Rewrite these records, changing "keypoint" to "marker" throughout and keeping everything else the same.

═════ DATA RECORDS

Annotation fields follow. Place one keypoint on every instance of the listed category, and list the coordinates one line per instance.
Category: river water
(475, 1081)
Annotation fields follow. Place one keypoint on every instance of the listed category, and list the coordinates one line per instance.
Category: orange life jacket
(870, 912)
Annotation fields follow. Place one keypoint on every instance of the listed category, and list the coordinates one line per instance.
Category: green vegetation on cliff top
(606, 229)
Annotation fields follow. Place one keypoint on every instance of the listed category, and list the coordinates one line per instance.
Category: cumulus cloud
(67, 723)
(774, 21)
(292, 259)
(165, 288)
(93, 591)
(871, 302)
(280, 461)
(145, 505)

══════════

=== EXPECTED ANSWER ===
Annotation fields follow. Place one marker on every instance of the listed category, and list the coordinates one line per instance.
Category: river water
(475, 1081)
Annotation fields follow. Place one marker on every instance of the listed category, and list the coordinates one line per instance.
Category: orange life jacket
(870, 912)
Annotation fields follow. Place one marker on every instance of the listed category, and list the coordinates one line per instance.
Category: green vegetation on cliff top
(606, 229)
Annotation fields follow. Place one marker on every instance of the listed category, and list the coordinates one line per instance.
Category: cumulus cloud
(67, 723)
(774, 21)
(292, 259)
(165, 288)
(93, 591)
(871, 302)
(280, 461)
(145, 505)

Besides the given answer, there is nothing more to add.